Collected data entries
* * *

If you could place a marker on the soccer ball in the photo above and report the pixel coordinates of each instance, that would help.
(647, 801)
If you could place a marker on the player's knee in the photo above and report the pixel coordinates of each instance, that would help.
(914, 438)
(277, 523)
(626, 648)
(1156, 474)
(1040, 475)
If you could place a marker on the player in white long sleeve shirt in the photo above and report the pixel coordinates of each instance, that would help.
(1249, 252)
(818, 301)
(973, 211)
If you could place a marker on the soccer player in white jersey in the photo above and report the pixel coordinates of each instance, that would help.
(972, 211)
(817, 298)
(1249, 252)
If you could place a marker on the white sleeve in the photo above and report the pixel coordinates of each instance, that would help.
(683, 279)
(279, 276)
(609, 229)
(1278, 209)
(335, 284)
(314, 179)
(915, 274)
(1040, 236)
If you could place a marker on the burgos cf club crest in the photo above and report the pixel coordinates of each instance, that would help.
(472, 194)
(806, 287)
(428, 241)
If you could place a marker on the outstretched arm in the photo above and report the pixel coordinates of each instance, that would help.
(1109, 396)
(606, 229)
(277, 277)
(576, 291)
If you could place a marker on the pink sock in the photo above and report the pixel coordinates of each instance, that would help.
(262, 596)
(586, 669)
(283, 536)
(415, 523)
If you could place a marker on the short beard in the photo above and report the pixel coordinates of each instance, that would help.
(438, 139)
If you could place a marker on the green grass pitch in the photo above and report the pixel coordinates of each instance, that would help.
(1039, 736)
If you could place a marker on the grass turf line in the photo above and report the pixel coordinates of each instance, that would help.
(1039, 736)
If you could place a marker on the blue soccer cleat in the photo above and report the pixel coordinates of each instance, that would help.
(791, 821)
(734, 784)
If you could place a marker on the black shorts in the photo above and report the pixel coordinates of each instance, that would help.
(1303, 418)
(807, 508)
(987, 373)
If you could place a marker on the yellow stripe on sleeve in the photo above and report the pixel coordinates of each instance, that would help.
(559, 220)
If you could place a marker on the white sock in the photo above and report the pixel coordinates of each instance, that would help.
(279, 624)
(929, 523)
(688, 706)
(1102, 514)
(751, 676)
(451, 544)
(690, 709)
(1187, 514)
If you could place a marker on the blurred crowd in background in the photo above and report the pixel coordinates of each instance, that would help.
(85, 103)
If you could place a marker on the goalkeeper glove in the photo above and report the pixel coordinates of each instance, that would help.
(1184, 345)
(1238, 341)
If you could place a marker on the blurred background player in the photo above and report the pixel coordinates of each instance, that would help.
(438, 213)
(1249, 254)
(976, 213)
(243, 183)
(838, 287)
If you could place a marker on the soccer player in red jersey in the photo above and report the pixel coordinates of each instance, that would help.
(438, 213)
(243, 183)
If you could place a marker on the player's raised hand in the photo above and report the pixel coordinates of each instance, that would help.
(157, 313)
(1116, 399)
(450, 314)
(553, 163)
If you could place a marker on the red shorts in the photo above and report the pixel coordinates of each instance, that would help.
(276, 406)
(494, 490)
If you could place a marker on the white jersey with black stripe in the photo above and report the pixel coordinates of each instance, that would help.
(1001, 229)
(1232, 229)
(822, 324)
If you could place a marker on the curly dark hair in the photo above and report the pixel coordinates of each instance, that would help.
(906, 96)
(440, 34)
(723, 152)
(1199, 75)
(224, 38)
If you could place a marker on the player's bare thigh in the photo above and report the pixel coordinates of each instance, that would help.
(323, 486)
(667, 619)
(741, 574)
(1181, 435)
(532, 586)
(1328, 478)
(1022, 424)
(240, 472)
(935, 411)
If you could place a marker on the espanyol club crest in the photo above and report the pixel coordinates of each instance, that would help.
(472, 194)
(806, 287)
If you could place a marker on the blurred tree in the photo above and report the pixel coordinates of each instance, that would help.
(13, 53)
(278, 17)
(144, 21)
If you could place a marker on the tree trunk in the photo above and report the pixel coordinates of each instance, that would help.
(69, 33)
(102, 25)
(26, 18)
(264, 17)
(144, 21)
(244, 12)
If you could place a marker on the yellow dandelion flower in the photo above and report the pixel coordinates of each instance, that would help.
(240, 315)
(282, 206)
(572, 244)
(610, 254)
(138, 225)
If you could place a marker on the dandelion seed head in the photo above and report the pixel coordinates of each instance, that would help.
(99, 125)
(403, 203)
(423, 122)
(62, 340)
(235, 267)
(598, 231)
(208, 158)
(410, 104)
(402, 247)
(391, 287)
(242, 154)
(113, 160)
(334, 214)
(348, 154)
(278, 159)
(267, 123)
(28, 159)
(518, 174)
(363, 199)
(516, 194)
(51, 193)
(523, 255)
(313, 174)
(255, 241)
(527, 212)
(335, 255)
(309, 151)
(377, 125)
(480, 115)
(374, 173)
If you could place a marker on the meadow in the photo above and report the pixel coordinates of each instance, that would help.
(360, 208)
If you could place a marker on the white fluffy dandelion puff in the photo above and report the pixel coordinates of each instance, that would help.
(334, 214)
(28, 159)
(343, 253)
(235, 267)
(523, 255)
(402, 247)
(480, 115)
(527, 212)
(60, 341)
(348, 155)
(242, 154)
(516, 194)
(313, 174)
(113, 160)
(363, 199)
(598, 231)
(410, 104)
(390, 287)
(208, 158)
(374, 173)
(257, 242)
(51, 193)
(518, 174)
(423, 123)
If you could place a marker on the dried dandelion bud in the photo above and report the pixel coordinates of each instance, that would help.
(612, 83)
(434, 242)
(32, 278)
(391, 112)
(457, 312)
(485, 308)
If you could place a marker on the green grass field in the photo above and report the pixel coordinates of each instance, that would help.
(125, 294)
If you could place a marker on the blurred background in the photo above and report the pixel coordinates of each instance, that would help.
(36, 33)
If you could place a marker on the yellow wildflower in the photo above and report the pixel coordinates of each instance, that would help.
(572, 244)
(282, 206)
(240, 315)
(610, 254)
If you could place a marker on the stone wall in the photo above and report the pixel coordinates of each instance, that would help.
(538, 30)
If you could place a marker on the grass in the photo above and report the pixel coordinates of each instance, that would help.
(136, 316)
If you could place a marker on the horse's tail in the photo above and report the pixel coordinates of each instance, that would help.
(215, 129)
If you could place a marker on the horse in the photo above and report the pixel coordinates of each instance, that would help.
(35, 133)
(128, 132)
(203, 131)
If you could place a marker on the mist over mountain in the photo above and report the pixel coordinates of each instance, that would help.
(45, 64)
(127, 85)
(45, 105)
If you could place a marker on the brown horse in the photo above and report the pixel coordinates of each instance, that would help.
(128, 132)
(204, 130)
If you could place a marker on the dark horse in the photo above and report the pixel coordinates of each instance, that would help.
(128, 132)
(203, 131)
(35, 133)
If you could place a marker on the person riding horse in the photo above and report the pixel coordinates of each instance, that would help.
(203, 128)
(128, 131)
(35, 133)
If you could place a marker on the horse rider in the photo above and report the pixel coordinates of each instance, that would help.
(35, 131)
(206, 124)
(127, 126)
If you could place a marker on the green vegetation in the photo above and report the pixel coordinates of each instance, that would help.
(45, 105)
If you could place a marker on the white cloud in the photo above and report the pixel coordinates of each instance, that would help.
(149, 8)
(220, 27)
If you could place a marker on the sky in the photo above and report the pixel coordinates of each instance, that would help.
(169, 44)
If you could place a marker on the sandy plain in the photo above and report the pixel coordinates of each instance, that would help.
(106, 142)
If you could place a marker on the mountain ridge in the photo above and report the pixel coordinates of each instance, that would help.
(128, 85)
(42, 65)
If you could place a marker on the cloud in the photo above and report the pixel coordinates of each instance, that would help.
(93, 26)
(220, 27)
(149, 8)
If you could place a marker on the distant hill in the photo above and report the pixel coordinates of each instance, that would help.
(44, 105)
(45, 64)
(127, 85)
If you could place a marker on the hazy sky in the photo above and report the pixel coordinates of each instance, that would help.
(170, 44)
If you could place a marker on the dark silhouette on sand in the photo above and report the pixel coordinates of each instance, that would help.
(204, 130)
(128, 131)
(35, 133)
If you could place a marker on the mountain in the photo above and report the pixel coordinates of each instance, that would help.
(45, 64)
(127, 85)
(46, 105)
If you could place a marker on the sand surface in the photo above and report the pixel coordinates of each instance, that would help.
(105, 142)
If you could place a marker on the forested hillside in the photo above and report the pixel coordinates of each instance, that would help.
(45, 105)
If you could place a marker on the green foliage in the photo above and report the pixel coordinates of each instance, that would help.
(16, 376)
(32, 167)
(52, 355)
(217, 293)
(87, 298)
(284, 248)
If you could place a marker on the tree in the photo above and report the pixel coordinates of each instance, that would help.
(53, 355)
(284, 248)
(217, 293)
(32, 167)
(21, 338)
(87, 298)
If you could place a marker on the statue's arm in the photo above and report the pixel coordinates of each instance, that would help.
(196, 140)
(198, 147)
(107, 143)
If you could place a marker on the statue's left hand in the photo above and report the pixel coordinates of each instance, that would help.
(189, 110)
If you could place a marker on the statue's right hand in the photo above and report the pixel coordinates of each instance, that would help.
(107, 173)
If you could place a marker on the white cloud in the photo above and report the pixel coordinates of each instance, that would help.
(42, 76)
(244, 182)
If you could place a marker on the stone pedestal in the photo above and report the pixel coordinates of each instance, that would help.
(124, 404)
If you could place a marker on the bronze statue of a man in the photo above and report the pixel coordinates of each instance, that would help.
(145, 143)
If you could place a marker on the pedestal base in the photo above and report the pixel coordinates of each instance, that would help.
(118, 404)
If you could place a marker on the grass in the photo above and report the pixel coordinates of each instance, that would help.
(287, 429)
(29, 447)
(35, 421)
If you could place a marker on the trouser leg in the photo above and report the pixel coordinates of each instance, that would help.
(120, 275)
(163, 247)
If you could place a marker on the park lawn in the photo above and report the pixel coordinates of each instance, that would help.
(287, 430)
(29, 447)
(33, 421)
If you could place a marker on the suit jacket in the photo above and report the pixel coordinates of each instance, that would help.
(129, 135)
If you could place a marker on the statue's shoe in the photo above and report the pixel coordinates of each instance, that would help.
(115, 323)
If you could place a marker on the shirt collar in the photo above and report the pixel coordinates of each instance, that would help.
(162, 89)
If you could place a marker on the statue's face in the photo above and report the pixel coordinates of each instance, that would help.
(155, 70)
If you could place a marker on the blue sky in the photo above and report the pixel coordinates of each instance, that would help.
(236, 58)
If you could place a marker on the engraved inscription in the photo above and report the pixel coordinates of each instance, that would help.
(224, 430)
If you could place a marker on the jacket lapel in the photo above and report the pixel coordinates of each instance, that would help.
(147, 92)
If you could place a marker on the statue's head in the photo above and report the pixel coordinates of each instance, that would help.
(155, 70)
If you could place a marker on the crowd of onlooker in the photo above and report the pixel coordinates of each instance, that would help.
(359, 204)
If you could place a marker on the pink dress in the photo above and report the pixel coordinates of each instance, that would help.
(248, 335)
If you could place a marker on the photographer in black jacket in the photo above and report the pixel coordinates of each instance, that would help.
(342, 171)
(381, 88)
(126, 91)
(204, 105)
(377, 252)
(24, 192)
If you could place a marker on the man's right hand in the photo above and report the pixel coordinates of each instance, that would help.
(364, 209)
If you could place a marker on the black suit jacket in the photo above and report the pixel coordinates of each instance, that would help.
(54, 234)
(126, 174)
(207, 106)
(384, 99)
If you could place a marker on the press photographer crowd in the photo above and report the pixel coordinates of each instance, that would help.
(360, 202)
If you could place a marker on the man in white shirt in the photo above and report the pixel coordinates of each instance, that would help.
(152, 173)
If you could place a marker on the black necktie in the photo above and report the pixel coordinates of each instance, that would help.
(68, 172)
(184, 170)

* * *

- **Exercise**:
Only the span from the line with "If you could place a marker on the man in" through the final line of the records goes in the output, each line unchanged.

- **Task result**:
If you could place a marker on the man in white shirt in the photo above and report the pixel coordinates of each instance, that would help.
(152, 173)
If you could place a marker on the black necktie in the photo above and report the pixel coordinates of each instance, that would help.
(68, 172)
(184, 170)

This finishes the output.